* Data for analysis:
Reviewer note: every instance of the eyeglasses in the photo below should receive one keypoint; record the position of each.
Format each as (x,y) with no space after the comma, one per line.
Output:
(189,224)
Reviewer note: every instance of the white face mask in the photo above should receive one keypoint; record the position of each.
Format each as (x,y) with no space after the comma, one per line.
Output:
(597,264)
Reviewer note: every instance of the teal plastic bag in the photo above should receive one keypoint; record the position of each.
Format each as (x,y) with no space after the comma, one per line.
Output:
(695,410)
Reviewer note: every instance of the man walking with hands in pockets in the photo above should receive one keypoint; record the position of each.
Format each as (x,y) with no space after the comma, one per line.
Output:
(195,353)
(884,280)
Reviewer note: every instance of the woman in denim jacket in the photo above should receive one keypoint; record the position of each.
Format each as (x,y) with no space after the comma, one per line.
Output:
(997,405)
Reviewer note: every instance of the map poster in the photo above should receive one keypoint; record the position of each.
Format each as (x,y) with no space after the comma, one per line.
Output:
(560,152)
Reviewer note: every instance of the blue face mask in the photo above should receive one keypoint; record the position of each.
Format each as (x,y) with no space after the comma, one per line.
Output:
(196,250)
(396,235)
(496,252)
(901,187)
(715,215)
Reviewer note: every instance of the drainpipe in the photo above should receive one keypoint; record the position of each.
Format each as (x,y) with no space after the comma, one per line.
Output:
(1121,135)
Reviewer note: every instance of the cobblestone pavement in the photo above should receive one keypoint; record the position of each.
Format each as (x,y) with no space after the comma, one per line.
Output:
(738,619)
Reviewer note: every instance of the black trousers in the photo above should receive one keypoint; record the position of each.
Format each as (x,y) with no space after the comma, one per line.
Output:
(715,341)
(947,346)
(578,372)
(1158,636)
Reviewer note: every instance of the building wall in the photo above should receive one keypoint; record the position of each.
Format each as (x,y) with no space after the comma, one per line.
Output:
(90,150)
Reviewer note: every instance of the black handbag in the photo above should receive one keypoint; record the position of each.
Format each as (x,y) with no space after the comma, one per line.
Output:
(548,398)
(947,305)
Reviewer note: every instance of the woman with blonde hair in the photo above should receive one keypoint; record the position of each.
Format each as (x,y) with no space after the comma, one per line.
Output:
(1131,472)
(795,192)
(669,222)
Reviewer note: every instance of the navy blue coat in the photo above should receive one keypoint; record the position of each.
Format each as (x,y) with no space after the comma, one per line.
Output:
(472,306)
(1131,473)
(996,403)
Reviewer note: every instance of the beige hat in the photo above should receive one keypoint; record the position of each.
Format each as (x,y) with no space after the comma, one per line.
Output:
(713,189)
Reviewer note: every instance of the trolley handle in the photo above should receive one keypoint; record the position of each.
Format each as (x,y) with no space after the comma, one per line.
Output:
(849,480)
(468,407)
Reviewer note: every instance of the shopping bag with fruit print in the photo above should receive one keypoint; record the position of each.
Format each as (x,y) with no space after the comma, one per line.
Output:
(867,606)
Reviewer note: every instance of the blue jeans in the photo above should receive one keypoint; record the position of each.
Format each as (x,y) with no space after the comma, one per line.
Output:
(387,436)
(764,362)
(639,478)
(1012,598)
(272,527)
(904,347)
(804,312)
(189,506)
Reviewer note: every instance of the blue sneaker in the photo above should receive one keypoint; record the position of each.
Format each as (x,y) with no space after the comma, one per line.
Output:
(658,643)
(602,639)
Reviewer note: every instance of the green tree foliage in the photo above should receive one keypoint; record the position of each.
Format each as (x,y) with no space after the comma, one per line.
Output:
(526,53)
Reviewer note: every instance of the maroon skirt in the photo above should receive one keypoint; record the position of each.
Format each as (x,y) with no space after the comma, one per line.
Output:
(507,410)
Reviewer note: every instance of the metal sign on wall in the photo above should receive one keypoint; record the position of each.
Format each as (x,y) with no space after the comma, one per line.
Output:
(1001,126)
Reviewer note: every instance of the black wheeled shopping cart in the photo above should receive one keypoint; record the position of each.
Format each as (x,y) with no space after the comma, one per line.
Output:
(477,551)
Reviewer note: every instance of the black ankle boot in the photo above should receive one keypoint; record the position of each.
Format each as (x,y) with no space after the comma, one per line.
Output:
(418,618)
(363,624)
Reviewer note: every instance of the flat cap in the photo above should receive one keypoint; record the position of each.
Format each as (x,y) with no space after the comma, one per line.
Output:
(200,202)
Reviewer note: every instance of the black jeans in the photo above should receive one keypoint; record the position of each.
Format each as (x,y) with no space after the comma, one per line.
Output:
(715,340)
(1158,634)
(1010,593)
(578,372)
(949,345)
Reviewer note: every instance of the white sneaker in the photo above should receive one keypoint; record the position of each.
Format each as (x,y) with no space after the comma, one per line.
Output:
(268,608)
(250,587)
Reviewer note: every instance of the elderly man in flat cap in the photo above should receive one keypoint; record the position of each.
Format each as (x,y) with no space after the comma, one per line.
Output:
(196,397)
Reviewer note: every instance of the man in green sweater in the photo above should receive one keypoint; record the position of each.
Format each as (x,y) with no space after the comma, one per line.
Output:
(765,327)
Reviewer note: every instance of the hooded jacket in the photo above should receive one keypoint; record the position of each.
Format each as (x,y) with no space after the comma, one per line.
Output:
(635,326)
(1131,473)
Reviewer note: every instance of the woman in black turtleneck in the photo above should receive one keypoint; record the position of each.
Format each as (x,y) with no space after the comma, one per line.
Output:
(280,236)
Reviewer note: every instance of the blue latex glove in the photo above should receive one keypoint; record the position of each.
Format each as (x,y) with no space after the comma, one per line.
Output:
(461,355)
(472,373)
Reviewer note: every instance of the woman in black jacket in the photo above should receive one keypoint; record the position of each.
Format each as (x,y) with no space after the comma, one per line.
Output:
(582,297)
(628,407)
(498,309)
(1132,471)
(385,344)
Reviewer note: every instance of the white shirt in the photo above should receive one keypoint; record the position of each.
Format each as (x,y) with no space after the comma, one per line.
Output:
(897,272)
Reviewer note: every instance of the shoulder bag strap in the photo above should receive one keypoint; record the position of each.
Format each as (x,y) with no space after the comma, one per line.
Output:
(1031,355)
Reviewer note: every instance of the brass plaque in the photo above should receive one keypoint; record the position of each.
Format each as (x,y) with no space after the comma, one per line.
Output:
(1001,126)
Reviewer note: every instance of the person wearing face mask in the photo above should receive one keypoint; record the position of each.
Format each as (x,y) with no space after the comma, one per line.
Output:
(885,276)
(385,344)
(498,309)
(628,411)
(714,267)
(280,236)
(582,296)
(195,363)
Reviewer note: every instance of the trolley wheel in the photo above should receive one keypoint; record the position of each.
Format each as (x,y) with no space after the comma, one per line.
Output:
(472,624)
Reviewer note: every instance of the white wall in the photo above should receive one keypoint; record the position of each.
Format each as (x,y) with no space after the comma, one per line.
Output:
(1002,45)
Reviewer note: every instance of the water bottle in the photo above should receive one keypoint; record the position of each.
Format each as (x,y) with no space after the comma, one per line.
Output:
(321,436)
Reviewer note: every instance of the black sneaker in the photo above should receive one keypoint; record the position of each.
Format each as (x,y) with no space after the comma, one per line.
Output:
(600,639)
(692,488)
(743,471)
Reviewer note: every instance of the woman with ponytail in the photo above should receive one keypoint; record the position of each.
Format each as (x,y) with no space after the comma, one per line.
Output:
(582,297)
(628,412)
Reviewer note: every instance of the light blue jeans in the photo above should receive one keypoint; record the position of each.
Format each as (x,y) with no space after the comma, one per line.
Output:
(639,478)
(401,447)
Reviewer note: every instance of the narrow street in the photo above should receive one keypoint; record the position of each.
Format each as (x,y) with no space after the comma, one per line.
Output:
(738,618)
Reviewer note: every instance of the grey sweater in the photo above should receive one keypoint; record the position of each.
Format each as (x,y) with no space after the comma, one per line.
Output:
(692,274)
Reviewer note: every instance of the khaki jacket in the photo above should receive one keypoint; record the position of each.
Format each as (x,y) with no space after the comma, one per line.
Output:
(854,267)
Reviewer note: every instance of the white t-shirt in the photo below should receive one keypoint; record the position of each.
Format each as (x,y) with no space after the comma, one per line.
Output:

* Exercise goal:
Check every line of the entries for "face" and report how many lines contain it, without any other words.

* Result of this exercise:
3